> [DOCUMENT SOURCE]
------

Avant la guerre, Kherson comptait 300 000 habitants, aujourd’hui ils sont environ 20 000. Dès 14 heures, on ne voit plus personne dans les rues. Il y règne un étrange silence, rompu uniquement par les coups de feu tirés à quelques kilomètres.

D’après le bruit de la détonation on nous rassurait en disant : « Ne vous inquiétez pas, ce sont les nôtres. »

Ne pouvant sortir, nous avons passé l’après-midi et la soirée à la maison paroissiale. Nous avons longuement discuté, alternant les sujets joyeux qui font sourire et les histoires plus sérieuses sur ce qui se passe ici. Nous nous rendons compte de l’importance d’être là, de nous écouter et de nous regarder, bien plus précieux que les nombreuses aides matérielles qui, Dieu merci, ne manquent pas et qui sont vitales pour les personnes qui tentent de survivre ici.

La distribution de l’aide est également problématique car le fait que les gens se rassemblent pour la distribution ils deviennent une cible potentielle. Ainsi, le jour et l’heure sont toujours modifiés.

------

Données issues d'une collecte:
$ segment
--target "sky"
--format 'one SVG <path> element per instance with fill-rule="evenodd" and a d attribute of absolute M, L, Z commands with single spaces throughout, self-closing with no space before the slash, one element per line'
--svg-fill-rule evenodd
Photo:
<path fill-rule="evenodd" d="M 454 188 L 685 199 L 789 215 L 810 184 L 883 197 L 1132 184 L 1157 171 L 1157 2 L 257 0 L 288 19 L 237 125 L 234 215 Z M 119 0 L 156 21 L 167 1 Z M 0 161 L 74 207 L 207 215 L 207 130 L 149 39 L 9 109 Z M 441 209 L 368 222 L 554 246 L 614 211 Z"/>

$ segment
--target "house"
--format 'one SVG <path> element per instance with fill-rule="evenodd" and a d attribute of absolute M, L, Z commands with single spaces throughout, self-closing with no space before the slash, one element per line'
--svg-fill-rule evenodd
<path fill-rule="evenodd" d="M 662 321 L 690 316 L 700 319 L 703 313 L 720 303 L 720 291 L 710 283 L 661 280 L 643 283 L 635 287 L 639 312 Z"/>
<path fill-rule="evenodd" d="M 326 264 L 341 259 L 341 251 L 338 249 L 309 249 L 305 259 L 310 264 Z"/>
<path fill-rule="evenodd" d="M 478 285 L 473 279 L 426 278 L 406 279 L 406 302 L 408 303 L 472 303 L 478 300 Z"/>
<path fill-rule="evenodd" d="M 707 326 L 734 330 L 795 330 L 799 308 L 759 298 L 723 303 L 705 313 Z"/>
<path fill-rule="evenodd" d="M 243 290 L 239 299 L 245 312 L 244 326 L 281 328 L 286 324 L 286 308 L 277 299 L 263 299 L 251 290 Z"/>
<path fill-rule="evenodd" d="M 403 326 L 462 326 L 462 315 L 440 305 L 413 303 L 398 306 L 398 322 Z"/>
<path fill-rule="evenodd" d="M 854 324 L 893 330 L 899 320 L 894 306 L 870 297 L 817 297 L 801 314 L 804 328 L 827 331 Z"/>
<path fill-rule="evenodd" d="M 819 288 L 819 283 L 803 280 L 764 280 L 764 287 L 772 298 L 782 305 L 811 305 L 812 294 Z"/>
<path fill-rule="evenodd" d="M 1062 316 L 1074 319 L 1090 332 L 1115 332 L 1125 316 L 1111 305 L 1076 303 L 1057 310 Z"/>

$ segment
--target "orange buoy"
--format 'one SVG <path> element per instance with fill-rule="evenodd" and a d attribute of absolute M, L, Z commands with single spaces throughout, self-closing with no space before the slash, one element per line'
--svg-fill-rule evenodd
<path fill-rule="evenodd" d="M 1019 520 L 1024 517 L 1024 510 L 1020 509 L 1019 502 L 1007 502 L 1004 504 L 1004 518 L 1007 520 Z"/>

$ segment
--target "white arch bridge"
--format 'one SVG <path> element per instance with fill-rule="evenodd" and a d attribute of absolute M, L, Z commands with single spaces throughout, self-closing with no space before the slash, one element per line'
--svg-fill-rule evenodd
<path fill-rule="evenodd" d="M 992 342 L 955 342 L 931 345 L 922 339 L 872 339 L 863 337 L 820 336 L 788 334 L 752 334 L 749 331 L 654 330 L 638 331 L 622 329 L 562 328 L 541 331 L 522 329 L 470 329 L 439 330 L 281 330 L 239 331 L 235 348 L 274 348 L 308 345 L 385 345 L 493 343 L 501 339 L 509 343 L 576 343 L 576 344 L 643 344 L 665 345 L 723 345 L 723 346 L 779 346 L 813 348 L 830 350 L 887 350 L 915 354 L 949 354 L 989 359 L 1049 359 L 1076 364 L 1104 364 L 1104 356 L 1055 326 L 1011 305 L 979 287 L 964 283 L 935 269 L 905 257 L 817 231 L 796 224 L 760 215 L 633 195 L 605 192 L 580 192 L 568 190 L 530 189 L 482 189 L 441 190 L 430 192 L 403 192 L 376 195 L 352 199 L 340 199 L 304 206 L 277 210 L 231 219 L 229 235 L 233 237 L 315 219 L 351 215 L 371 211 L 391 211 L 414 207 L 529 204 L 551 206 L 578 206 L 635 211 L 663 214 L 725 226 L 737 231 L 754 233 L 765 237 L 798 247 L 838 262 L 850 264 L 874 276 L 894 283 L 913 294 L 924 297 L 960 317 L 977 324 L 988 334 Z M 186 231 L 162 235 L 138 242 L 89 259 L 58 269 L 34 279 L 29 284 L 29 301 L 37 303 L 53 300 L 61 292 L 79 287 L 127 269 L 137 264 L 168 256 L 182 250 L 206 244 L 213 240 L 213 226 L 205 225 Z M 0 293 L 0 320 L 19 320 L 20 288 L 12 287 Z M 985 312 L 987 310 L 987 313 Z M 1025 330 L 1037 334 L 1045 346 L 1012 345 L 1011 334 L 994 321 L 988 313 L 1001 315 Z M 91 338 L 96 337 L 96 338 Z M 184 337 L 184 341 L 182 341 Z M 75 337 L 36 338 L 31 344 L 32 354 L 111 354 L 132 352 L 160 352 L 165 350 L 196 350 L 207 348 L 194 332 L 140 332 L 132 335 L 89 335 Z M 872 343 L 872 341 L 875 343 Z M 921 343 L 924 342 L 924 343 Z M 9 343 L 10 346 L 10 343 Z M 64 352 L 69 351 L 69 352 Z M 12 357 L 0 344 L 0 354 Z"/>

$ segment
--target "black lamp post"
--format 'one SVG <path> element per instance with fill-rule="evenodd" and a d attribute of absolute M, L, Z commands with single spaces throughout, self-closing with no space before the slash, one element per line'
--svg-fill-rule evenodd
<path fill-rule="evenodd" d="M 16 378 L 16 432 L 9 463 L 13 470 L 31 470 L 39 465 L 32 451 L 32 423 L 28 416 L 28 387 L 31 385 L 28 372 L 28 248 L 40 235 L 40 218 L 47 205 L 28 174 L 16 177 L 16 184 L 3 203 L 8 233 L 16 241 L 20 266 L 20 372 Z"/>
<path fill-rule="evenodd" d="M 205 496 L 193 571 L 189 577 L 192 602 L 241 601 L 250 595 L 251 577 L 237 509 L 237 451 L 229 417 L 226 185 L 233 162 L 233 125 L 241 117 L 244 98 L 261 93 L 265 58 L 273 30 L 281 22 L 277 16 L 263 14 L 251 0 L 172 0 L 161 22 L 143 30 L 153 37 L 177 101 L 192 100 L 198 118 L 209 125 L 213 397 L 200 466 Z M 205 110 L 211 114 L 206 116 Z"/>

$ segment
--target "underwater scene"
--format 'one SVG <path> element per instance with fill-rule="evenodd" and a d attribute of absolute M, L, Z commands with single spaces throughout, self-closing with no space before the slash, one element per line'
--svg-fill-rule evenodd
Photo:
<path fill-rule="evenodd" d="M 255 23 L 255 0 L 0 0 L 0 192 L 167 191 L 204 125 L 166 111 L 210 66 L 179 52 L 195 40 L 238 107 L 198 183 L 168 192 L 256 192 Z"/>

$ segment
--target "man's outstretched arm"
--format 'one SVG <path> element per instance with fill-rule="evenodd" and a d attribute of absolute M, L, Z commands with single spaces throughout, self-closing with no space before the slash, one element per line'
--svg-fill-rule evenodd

------

> [CONSIGNES]
• A. Répondez à ces questions d'après le texte sur Kherson :
(i) Combien d'habitants Kherson compte-t-elle aujourd'hui ?
(ii) Où le groupe a-t-il passé l'après-midi et la soirée ?
(iii) Qu'est-ce qui change toujours pour la distribution de l'aide ?
• B. Ces affirmations sont-elles conformes au texte sur Kherson ? Répondez par oui ou non et citez les mots qui le montrent.
(i) Avant la guerre, la ville avait 300 000 habitants.
(ii) Les rues restent animées jusqu'au soir.
(iii) L'aide matérielle fait défaut.
• C. Écrivez la suite du texte sur Kherson, à partir de sa dernière phrase.

> [RÉPONSES]
• A.
(i) Environ 20 000.
(ii) À la maison paroissiale.
(iii) Le jour et l'heure.

• B.
(i) Oui : « Avant la guerre, Kherson comptait 300 000 habitants ».
(ii) Non : « Dès 14 heures, on ne voit plus personne dans les rues ».
(iii) Non : « qui, Dieu merci, ne manquent pas ».

• C.
Tôt le lendemain matin, nous allons visiter la ville. Quelques personnes se promènent dans les rues principales et nous constatons que les bus fonctionnent, mais pas les électriques car les câbles ont été coupés. L’impression est celle d’une ville vide et triste. Nous nous rendons sur la place centrale, qui a été le théâtre de manifestations, puis de célébrations. Le grand édifice du gouverneur a une partie qui a été complètement détruite par une roquette. Les fenêtres du dernier étage sont toutes soufflées et certaines pendent dans le vide. Le mur latéral a été détruit. Dans le parc de la ville, nous marchons prudemment sur les allées cimentées couvertes de fragments d’obus, mais évitons de fouler l’herbe, cachette insidieuse des mines disséminées un peu partout. Nous nous approchons de la grande tour de télévision, environ 60 mètres, qui gît sur la pelouse. Sur les allées, nous ramassons des éclats d’obus laissés par les roquettes. Ils sont très pointus et, en les touchant, on peut imaginer les dégâts qu’ils causent, projetés sauvagement par la force de l’explosion.

Nous faisons un petit saut jusqu’au bord de la rivière, sur l’une des nombreuses places de la ville qui la surplombent. À quelques centaines de mètres, nous apercevons la rive opposée, d’abord recouverte de roseaux, puis de terre ferme. Ici commence la zone occupée. Nous ne restons que quelques instants, car il est dangereux de rester là. Nous retournons à la paroisse.

Le lendemain, dimanche matin, nous célébrons la messe avec les fidèles, une vingtaine, dont trois enfants très joyeux, presque inconscients du lieu et des conditions dans lesquelles ils vivent. Ils apprécient beaucoup le chocolat que nous leur donnons.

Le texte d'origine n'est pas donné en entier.